[Start of Attachment]

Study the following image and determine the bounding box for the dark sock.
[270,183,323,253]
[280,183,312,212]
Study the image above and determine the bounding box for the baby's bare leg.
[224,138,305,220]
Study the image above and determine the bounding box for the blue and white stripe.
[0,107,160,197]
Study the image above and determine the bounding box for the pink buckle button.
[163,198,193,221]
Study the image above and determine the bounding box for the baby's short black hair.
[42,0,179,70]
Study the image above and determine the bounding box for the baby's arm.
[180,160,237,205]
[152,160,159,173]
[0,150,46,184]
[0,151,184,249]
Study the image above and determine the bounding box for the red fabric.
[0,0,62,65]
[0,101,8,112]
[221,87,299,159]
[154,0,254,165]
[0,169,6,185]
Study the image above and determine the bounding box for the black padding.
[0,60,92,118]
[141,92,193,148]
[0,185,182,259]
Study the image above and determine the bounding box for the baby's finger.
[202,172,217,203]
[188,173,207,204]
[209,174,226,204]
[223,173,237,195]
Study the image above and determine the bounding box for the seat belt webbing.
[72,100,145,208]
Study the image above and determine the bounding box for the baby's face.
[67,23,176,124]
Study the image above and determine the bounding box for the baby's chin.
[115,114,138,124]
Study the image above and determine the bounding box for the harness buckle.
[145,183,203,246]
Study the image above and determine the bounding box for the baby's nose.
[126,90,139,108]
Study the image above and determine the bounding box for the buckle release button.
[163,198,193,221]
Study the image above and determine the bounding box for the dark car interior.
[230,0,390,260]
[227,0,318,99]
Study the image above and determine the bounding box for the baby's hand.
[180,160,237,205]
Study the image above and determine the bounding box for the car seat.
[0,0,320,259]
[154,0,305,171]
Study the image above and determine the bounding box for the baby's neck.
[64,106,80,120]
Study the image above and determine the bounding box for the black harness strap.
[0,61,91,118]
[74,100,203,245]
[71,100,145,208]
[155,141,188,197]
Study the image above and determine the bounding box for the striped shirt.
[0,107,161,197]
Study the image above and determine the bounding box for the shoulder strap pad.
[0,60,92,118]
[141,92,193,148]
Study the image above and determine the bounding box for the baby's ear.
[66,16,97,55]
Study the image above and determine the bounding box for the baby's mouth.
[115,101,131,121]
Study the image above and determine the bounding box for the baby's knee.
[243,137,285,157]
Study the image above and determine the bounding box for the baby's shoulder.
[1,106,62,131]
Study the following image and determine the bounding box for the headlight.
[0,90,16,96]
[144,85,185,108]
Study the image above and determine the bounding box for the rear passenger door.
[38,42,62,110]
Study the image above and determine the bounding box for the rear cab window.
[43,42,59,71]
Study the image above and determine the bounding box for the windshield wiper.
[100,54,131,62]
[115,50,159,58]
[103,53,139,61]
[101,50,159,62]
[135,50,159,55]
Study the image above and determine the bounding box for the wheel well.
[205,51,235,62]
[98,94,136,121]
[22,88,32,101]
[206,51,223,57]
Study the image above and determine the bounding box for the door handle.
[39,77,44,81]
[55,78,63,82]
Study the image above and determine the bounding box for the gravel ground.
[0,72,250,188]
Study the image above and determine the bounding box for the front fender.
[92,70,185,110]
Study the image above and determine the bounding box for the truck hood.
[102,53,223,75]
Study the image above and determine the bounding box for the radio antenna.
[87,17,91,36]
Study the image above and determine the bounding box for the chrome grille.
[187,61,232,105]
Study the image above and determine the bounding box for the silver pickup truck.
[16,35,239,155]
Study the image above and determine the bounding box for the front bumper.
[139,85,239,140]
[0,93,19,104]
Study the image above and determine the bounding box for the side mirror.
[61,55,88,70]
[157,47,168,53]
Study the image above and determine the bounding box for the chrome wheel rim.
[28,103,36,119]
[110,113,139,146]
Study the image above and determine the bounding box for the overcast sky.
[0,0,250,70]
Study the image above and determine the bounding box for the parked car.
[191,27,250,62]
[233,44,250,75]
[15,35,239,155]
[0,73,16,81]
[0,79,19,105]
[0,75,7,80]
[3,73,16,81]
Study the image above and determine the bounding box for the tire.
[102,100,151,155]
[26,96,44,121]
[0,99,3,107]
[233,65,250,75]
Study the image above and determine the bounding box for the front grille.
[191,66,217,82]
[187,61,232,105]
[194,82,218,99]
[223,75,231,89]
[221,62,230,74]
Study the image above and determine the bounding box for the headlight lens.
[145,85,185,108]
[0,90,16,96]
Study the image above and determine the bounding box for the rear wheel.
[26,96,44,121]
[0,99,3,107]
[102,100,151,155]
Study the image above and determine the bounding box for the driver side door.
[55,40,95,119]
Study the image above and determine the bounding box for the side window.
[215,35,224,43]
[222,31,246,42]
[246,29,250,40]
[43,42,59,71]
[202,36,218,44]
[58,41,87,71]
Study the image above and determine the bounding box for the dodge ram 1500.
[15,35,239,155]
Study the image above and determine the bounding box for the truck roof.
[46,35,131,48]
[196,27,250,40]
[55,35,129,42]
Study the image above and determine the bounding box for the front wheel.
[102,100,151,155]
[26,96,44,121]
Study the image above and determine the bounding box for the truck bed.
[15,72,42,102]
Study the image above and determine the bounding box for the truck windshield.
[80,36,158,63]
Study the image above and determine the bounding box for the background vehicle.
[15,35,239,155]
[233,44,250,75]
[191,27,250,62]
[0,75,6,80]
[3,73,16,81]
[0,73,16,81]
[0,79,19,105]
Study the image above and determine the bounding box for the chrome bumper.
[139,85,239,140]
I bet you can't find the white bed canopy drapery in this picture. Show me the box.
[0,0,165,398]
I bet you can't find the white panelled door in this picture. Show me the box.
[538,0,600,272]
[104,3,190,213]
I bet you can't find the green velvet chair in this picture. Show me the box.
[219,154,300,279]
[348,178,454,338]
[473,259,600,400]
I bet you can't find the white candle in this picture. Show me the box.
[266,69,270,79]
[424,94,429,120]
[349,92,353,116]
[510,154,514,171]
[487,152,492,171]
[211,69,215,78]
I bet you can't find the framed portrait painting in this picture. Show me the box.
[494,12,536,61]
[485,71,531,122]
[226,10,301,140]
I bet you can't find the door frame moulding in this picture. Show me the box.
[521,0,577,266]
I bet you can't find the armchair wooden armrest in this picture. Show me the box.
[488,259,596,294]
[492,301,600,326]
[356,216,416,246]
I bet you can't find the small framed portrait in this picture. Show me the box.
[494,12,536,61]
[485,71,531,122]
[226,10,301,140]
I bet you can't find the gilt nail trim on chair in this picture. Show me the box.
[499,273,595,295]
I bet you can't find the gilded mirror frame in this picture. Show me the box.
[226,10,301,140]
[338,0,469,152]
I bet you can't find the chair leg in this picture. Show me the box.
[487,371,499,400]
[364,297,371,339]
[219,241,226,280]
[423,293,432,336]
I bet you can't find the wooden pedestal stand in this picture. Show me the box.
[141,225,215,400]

[End of Attachment]

### What you are asked to do
Keeping every line exactly as it is, copy all the records.

### Exercise response
Study the following image and determine the bounding box for the dark sock.
[270,183,323,253]
[280,183,312,212]
Study the image above and determine the bounding box for the baby's bare leg.
[224,138,305,220]
Study the image above and determine the bounding box for the blue and white stripe.
[0,107,160,197]
Study the image above and determine the bounding box for the pink buckle button.
[163,198,193,221]
Study the image above and determine the bounding box for the baby's short black hair.
[42,0,179,70]
Study the image above and determine the bounding box for the baby's arm.
[180,160,237,205]
[152,160,159,173]
[0,150,46,184]
[0,151,184,249]
Study the image above and determine the bounding box for the red fabric.
[0,0,62,65]
[0,101,8,112]
[221,87,299,159]
[154,0,254,165]
[0,169,6,185]
Study the image above and determine the bounding box for the black padding.
[0,60,92,118]
[141,92,193,148]
[0,185,182,259]
Study the image above and determine the bounding box for the baby's finger.
[202,172,217,203]
[188,173,207,204]
[209,174,226,204]
[223,173,237,195]
Study the image above and determine the bounding box for the seat belt webbing.
[72,100,145,208]
Study the image above and determine the bounding box for the baby's face.
[67,23,176,124]
Study the image above and determine the bounding box for the baby's chin.
[115,114,138,124]
Study the image above and determine the bounding box for the harness buckle.
[145,183,203,246]
Study the image above and determine the bounding box for the baby's nose.
[126,90,139,108]
Study the image above and determine the bounding box for the buckle release button.
[163,198,193,221]
Study the image above and determine the bounding box for the dark car interior.
[230,0,390,260]
[227,0,318,99]
Study the image above and determine the bounding box for the baby's hand.
[180,160,237,205]
Study the image above and determine the bounding box for the car seat.
[0,0,320,259]
[154,0,305,171]
Study the image above and determine the bounding box for the baby's neck.
[64,106,80,120]
Study the image above and determine the bounding box for the black harness strap.
[0,61,91,118]
[74,100,203,245]
[71,100,145,208]
[155,141,188,197]
Study the image above and determine the bounding box for the striped shirt.
[0,107,161,197]
Study the image above and determine the bounding box for the shoulder strap pad.
[0,60,92,118]
[141,92,193,148]
Study the image above and determine the bounding box for the baby's ear.
[66,16,97,55]
Study the image above and determine the bounding box for the baby's mouth.
[115,101,131,121]
Study the image above and determine the bounding box for the baby's knee.
[243,137,285,157]
Study the image above and determine the bounding box for the baby's shoulder.
[1,106,62,131]
Study the following image and determine the bounding box for the headlight.
[0,90,16,96]
[144,85,185,108]
Study the image above and determine the bounding box for the rear passenger door.
[38,42,62,110]
Study the image above and determine the bounding box for the rear cab window.
[43,42,59,71]
Study the image above and determine the bounding box for the windshield wiper.
[100,54,131,62]
[115,50,159,58]
[103,53,139,61]
[101,50,159,62]
[135,50,159,55]
Study the image above and determine the bounding box for the wheel well.
[205,51,235,62]
[98,94,136,121]
[22,88,32,101]
[206,51,223,57]
Study the image above and determine the bounding box for the door handle.
[39,77,44,81]
[55,78,63,82]
Study the image above and determine the bounding box for the gravel ground.
[0,72,250,188]
Study the image above and determine the bounding box for the front fender.
[92,70,185,110]
Study the image above and determine the bounding box for the truck hood.
[102,53,223,75]
Study the image above and determine the bounding box for the radio antenna.
[87,17,91,36]
Study the image above and determine the bounding box for the chrome grille.
[187,61,232,105]
Study the image above and determine the bounding box for the silver pickup truck.
[16,35,239,155]
Study the image above and determine the bounding box for the front bumper.
[139,85,239,140]
[0,93,19,104]
Study the image above and determine the bounding box for the side mirror.
[61,55,88,70]
[157,47,168,53]
Study the image above and determine the bounding box for the chrome wheel rim.
[28,103,36,119]
[110,113,139,146]
Study the image above and determine the bounding box for the overcast sky.
[0,0,250,70]
Study the image above and determine the bounding box for the parked car.
[191,27,250,62]
[233,44,250,75]
[15,35,239,155]
[0,73,16,81]
[0,79,19,105]
[0,75,7,80]
[3,73,16,81]
Study the image above and determine the bounding box for the tire.
[102,100,151,155]
[26,96,44,121]
[0,99,3,107]
[233,65,250,75]
Study the image above and determine the bounding box for the front grille.
[191,66,217,82]
[187,61,232,105]
[194,82,218,99]
[223,75,231,89]
[221,62,230,74]
Study the image above and determine the bounding box for the headlight lens.
[145,85,185,108]
[0,90,16,96]
Study the image above and determine the bounding box for the rear wheel.
[26,96,44,121]
[0,99,3,107]
[102,100,151,155]
Study the image above and determine the bounding box for the driver side door.
[55,40,95,119]
Study the image above and determine the bounding box for the side window.
[215,35,224,43]
[222,31,246,42]
[246,29,250,40]
[43,42,59,71]
[202,36,218,44]
[58,41,87,71]
Study the image above and determine the bounding box for the dodge ram 1500.
[15,35,239,155]
Study the image above and determine the bounding box for the truck roof.
[46,35,131,48]
[196,27,250,40]
[55,35,129,42]
Study the image above and determine the bounding box for the front wheel.
[102,100,151,155]
[26,96,44,121]
Study the image above and determine the bounding box for the truck bed.
[15,72,42,102]
Study the image above and determine the bounding box for the truck windshield.
[80,36,158,63]
Study the image above and determine the bounding box for the background vehicle.
[15,35,239,155]
[233,44,250,75]
[191,27,250,62]
[0,75,6,80]
[3,73,16,81]
[0,73,16,81]
[0,79,19,105]
Study the image above and determine the bounding box for the chrome bumper.
[139,85,239,140]
I bet you can't find the white bed canopy drapery in this picture. Show me the box.
[0,0,165,398]
I bet you can't find the white panelled door in this picture. Show me the box.
[538,0,600,272]
[104,3,190,213]
I bet you can't find the green velvet chair in this picture. Show me the box.
[219,154,300,279]
[348,178,454,338]
[473,259,600,400]
I bet you can't find the white candle in this picture. Show me the box.
[266,69,270,79]
[424,94,429,120]
[349,92,353,116]
[510,154,514,171]
[487,152,492,171]
[211,69,215,78]
I bet you can't find the framed portrait painting in this picture. Show me the box.
[494,12,536,61]
[485,71,531,122]
[226,10,301,140]
I bet you can't find the door frame moulding in this picture. Show me the box.
[521,0,577,266]
I bet you can't find the armchair wooden armrest in this picture. Show me the box.
[488,259,596,294]
[492,301,600,326]
[356,216,416,246]
I bet you can't find the small framed portrait in this picture. Show me the box.
[494,12,536,61]
[485,71,531,122]
[226,10,301,140]
I bet you can't find the gilt nail trim on chair in this picture. Show me the box.
[499,273,595,295]
I bet you can't find the gilded mirror frame in this picture. Show me the box.
[226,10,301,140]
[338,0,469,152]
I bet you can't find the chair leg in this picture. Show me the box.
[487,371,499,400]
[364,297,371,339]
[219,241,226,280]
[423,293,432,336]
I bet you can't find the wooden pedestal stand in this picture. Show me the box.
[141,225,215,400]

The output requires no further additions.